> _WORK REQUIRED_
Transcribe every item below character for character, omitting the pictures from your output.

> _STORED DATA_
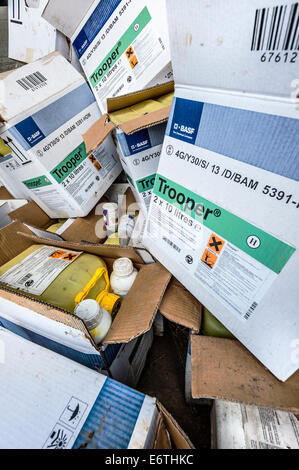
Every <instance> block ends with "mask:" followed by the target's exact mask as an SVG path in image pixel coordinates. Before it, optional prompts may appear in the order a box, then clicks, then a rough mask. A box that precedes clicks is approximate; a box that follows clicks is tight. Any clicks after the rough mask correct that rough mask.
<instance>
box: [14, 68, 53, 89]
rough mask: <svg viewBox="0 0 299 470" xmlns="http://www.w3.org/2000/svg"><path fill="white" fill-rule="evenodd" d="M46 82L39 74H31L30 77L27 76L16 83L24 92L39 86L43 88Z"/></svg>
mask: <svg viewBox="0 0 299 470" xmlns="http://www.w3.org/2000/svg"><path fill="white" fill-rule="evenodd" d="M46 82H47V79H46V78H45V77H44V76H43V75H42V74H41V73H40V72H35V73H32V74H31V75H27V76H26V77H24V78H21V79H20V80H17V83H18V84H19V85H21V87H22V88H24V89H25V90H26V91H28V90H35V89H36V88H39V87H40V86H44V85H46Z"/></svg>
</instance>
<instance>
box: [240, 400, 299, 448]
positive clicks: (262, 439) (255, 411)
mask: <svg viewBox="0 0 299 470" xmlns="http://www.w3.org/2000/svg"><path fill="white" fill-rule="evenodd" d="M240 407H241V412H242V421H243V428H244V434H245V442H246V448H247V449H298V448H299V421H298V420H297V418H296V416H295V415H293V414H291V413H286V412H282V411H277V410H271V409H267V408H258V407H255V406H245V405H240Z"/></svg>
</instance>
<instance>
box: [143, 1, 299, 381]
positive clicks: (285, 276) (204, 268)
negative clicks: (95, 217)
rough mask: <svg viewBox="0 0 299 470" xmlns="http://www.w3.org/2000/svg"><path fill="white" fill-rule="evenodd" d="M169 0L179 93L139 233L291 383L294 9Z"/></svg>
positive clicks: (216, 311)
mask: <svg viewBox="0 0 299 470" xmlns="http://www.w3.org/2000/svg"><path fill="white" fill-rule="evenodd" d="M167 6H168V16H169V25H170V36H171V37H170V41H171V51H172V60H173V67H174V74H175V83H176V91H175V99H174V102H173V106H172V110H171V112H170V118H169V122H168V128H167V132H166V137H165V140H164V144H163V149H162V153H161V157H160V163H159V167H158V171H157V177H156V182H155V186H154V189H153V196H152V200H151V207H150V212H149V218H148V224H147V228H146V232H145V236H144V240H143V243H144V245H145V247H146V248H147V249H149V251H150V252H151V253H152V254H153V256H154V257H156V258H157V259H158V260H159V261H160V262H161V263H163V265H164V266H166V267H167V269H169V271H170V272H171V273H172V274H173V275H174V276H175V277H176V278H177V279H178V280H179V281H180V282H182V284H183V285H184V286H185V287H186V288H187V289H188V290H189V291H190V292H191V293H192V294H193V295H194V296H195V297H196V298H197V299H198V300H199V301H200V302H202V304H203V305H205V307H206V308H207V309H208V310H210V311H211V312H213V314H214V315H215V316H216V317H217V319H218V320H219V321H220V322H221V323H223V324H224V325H225V326H226V328H228V329H229V330H230V331H231V332H232V334H233V335H234V336H235V337H237V338H238V339H239V340H240V341H241V342H242V343H243V344H244V345H245V346H246V347H247V348H248V349H249V350H250V351H251V352H252V353H253V354H254V355H255V356H256V357H257V358H258V359H259V360H260V361H261V362H262V363H263V364H264V365H265V366H266V367H267V368H268V369H270V371H271V372H272V373H273V374H274V375H276V377H278V378H279V379H280V380H282V381H285V380H286V379H287V378H288V377H290V376H291V375H292V374H293V373H294V372H295V371H296V370H297V369H298V366H299V360H298V343H299V323H298V269H299V253H298V248H299V224H298V211H299V183H298V180H299V173H298V146H299V132H298V128H299V120H298V118H299V114H298V97H297V98H296V96H297V95H298V88H297V89H296V87H298V82H296V78H298V74H297V75H296V73H297V68H298V67H297V68H296V66H295V65H294V64H295V63H296V61H297V63H298V61H299V55H298V53H297V52H296V51H295V49H294V47H297V45H298V29H296V26H295V25H296V24H298V8H297V5H296V4H294V3H293V2H292V1H285V2H284V3H283V4H282V6H281V7H277V6H276V4H275V5H274V3H273V2H268V6H267V7H266V6H265V3H264V2H263V1H262V0H255V1H252V2H247V1H244V0H242V1H239V0H238V1H237V0H229V1H227V2H222V1H215V2H213V4H212V5H211V2H208V1H205V0H201V1H193V0H191V1H189V2H188V3H187V4H186V5H184V7H182V3H181V2H179V1H178V0H169V1H168V2H167ZM195 12H197V13H196V14H195ZM276 13H277V14H278V16H277V18H279V23H278V19H277V24H276V23H275V25H274V26H273V25H272V26H271V17H272V16H271V15H274V16H275V15H276ZM232 18H234V21H232ZM266 19H267V20H266ZM273 21H274V20H273ZM186 25H188V28H187V27H186ZM232 51H234V53H233V54H232ZM182 56H183V57H184V61H182ZM273 76H275V80H270V81H269V77H273ZM296 90H297V91H296Z"/></svg>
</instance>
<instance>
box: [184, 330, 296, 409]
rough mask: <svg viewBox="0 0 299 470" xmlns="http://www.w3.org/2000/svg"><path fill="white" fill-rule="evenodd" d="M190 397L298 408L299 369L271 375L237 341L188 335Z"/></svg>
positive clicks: (275, 408) (272, 405)
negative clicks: (284, 380) (188, 337)
mask: <svg viewBox="0 0 299 470" xmlns="http://www.w3.org/2000/svg"><path fill="white" fill-rule="evenodd" d="M191 362H192V397H193V398H195V399H196V398H213V399H219V400H227V401H231V402H238V403H245V404H248V405H256V406H263V407H266V408H274V409H279V410H283V411H289V412H294V413H295V412H298V411H299V371H298V372H296V373H295V374H294V375H293V376H292V377H291V378H290V379H288V380H287V381H286V382H284V383H283V382H280V381H279V380H278V379H276V378H275V377H274V375H272V374H271V373H270V372H269V371H268V370H267V369H266V368H265V367H264V366H263V365H262V364H261V363H260V362H259V361H258V360H257V359H256V358H255V357H254V356H253V355H252V354H251V353H250V352H249V351H248V350H247V349H245V348H244V346H242V344H241V343H239V341H236V340H231V339H220V338H211V337H206V336H196V335H193V336H192V337H191Z"/></svg>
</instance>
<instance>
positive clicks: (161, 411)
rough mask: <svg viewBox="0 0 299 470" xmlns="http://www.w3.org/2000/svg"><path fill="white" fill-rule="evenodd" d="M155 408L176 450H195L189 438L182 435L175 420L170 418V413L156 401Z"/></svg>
mask: <svg viewBox="0 0 299 470" xmlns="http://www.w3.org/2000/svg"><path fill="white" fill-rule="evenodd" d="M157 407H158V410H159V411H160V413H162V416H163V420H164V422H165V423H166V428H167V430H168V432H169V434H170V436H171V439H172V441H173V442H174V445H175V447H176V449H183V450H187V449H195V447H194V445H193V444H192V442H191V441H190V439H189V437H188V436H187V435H186V434H185V433H184V431H183V430H182V428H181V427H180V426H179V425H178V423H177V422H176V421H175V419H174V418H173V417H172V416H171V414H170V413H168V411H167V410H166V409H165V408H164V406H163V405H162V404H161V403H160V402H159V401H157Z"/></svg>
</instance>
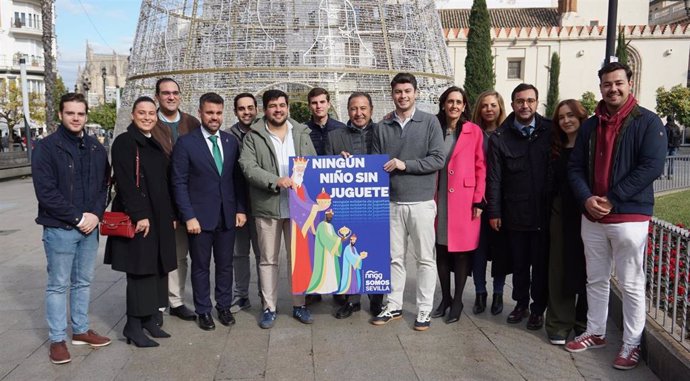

> _WRITTEN RESPONSE_
Every <instance> block ends with "mask:" followed by the target's exact mask as an SVG path in image pixel coordinates. Before it, optional prompts may appear in the order a box, then clicks, then a rough mask. A box that precedes clicks is approximate; a box that follows clicks is tight. Any clicks after the rough mask correct that rough mask.
<instance>
box: [14, 68, 53, 89]
rough mask: <svg viewBox="0 0 299 470" xmlns="http://www.w3.org/2000/svg"><path fill="white" fill-rule="evenodd" d="M46 82L39 74H31L30 77L27 76L16 83L24 92L39 86L43 88Z"/></svg>
mask: <svg viewBox="0 0 299 470" xmlns="http://www.w3.org/2000/svg"><path fill="white" fill-rule="evenodd" d="M46 82H47V79H46V78H45V77H44V76H43V75H42V74H41V73H40V72H35V73H32V74H31V75H27V76H26V77H24V78H21V79H20V80H17V83H18V84H19V85H21V87H22V88H24V89H25V90H26V91H28V90H35V89H36V88H39V87H40V86H44V85H46Z"/></svg>
</instance>
<instance>
box: [240, 400, 299, 448]
positive clicks: (262, 439) (255, 411)
mask: <svg viewBox="0 0 299 470" xmlns="http://www.w3.org/2000/svg"><path fill="white" fill-rule="evenodd" d="M240 407H241V412H242V421H243V428H244V434H245V442H246V448H247V449H298V448H299V421H298V420H297V418H296V416H295V415H293V414H291V413H286V412H282V411H277V410H271V409H267V408H258V407H255V406H245V405H240Z"/></svg>
</instance>
<instance>
box: [143, 1, 299, 381]
positive clicks: (285, 276) (204, 268)
negative clicks: (95, 217)
rough mask: <svg viewBox="0 0 299 470" xmlns="http://www.w3.org/2000/svg"><path fill="white" fill-rule="evenodd" d="M169 0L179 93L139 233L291 383L294 9Z"/></svg>
positive clicks: (216, 311)
mask: <svg viewBox="0 0 299 470" xmlns="http://www.w3.org/2000/svg"><path fill="white" fill-rule="evenodd" d="M167 6H168V16H169V25H170V36H171V37H170V41H171V51H172V60H173V67H174V74H175V83H176V91H175V99H174V102H173V106H172V110H171V112H170V118H169V122H168V128H167V132H166V137H165V140H164V144H163V149H162V153H161V157H160V163H159V167H158V171H157V177H156V182H155V186H154V189H153V196H152V200H151V207H150V212H149V218H148V224H147V228H146V232H145V236H144V240H143V243H144V245H145V247H146V248H147V249H149V251H150V252H151V253H152V254H153V256H154V257H156V258H157V259H158V260H159V261H160V262H161V263H163V265H164V266H166V267H167V269H169V271H170V272H171V273H172V274H173V275H174V276H175V277H176V278H177V279H178V280H179V281H180V282H182V284H183V285H184V286H185V287H186V288H187V289H188V290H189V291H190V292H191V293H192V294H193V295H194V296H195V297H196V298H197V299H198V300H199V301H200V302H202V304H203V305H205V307H206V308H207V309H208V310H210V311H211V312H213V314H214V315H215V316H216V317H217V319H218V320H219V321H220V322H221V323H223V324H224V325H225V326H226V328H228V329H229V330H230V331H231V332H232V334H233V335H234V336H235V337H237V338H238V339H239V340H240V341H241V342H242V343H243V344H244V345H245V346H246V347H247V348H248V349H249V350H250V351H251V352H252V353H253V354H254V355H255V356H256V357H257V358H258V359H259V360H260V361H261V362H262V363H263V364H264V365H265V366H266V367H267V368H268V369H270V371H271V372H272V373H273V374H274V375H276V377H278V378H279V379H280V380H282V381H285V380H286V379H287V378H288V377H290V376H291V375H292V374H293V373H294V372H295V371H296V370H297V369H298V366H299V360H298V343H299V323H298V269H299V253H298V248H299V224H298V211H299V183H298V180H299V173H298V146H299V132H298V128H299V120H298V118H299V114H298V97H297V98H296V96H297V95H298V88H297V89H296V87H298V82H296V78H298V74H297V75H296V73H297V68H298V67H297V68H296V66H295V65H294V64H295V63H296V61H297V63H298V61H299V55H298V53H297V52H296V51H295V49H294V47H297V45H298V29H296V26H295V25H296V24H298V8H297V5H296V4H294V3H293V2H292V1H285V2H284V3H283V4H282V6H281V7H277V6H276V4H275V5H274V3H273V2H268V6H267V7H266V6H265V3H264V2H263V1H262V0H255V1H252V2H247V1H244V0H242V1H239V0H238V1H237V0H229V1H227V2H222V1H215V2H213V4H212V5H211V2H208V1H205V0H201V1H193V0H191V1H189V2H188V3H187V4H186V5H184V7H182V3H181V2H179V1H178V0H169V1H168V2H167ZM195 12H197V13H196V14H195ZM276 13H277V14H278V16H277V18H279V23H278V19H277V24H276V23H275V25H274V26H273V25H272V26H271V17H272V16H271V15H274V16H275V15H276ZM232 18H234V21H232ZM266 19H267V20H266ZM273 21H274V20H273ZM186 25H188V28H187V27H186ZM232 51H234V53H233V54H232ZM182 56H183V57H184V61H182ZM273 76H275V80H270V81H269V77H273ZM296 90H297V91H296Z"/></svg>
</instance>
<instance>
box: [184, 330, 296, 409]
rough mask: <svg viewBox="0 0 299 470" xmlns="http://www.w3.org/2000/svg"><path fill="white" fill-rule="evenodd" d="M190 397L298 408L299 369L271 375L237 341L188 335Z"/></svg>
positive clicks: (275, 408) (272, 405)
negative clicks: (284, 380) (188, 337)
mask: <svg viewBox="0 0 299 470" xmlns="http://www.w3.org/2000/svg"><path fill="white" fill-rule="evenodd" d="M191 362H192V397H193V398H195V399H196V398H213V399H219V400H227V401H231V402H238V403H245V404H248V405H256V406H263V407H266V408H274V409H279V410H283V411H289V412H294V413H295V412H298V411H299V371H298V372H296V373H295V374H294V375H293V376H292V377H291V378H290V379H288V380H287V381H286V382H284V383H283V382H280V381H279V380H278V379H276V378H275V377H274V375H272V374H271V373H270V372H269V371H268V370H267V369H266V368H265V367H264V366H263V365H262V364H261V363H260V362H259V361H258V360H257V359H256V358H255V357H254V356H253V355H252V354H251V353H250V352H249V351H248V350H247V349H245V348H244V346H242V344H241V343H239V341H236V340H231V339H220V338H211V337H206V336H196V335H193V336H192V337H191Z"/></svg>
</instance>
<instance>
positive clicks: (161, 411)
rough mask: <svg viewBox="0 0 299 470" xmlns="http://www.w3.org/2000/svg"><path fill="white" fill-rule="evenodd" d="M155 408L176 450H195L189 438L182 435L175 420L170 418V413L156 401Z"/></svg>
mask: <svg viewBox="0 0 299 470" xmlns="http://www.w3.org/2000/svg"><path fill="white" fill-rule="evenodd" d="M157 407H158V410H159V411H160V413H162V416H163V420H164V422H165V423H166V428H167V430H168V432H169V434H170V436H171V439H172V441H173V442H174V445H175V447H176V449H183V450H187V449H195V447H194V445H193V444H192V442H191V441H190V439H189V437H188V436H187V435H186V434H185V433H184V431H183V430H182V428H181V427H180V426H179V425H178V423H177V422H176V421H175V419H174V418H173V417H172V416H171V414H170V413H168V411H167V410H166V409H165V408H164V406H163V405H162V404H161V403H160V402H159V401H157Z"/></svg>
</instance>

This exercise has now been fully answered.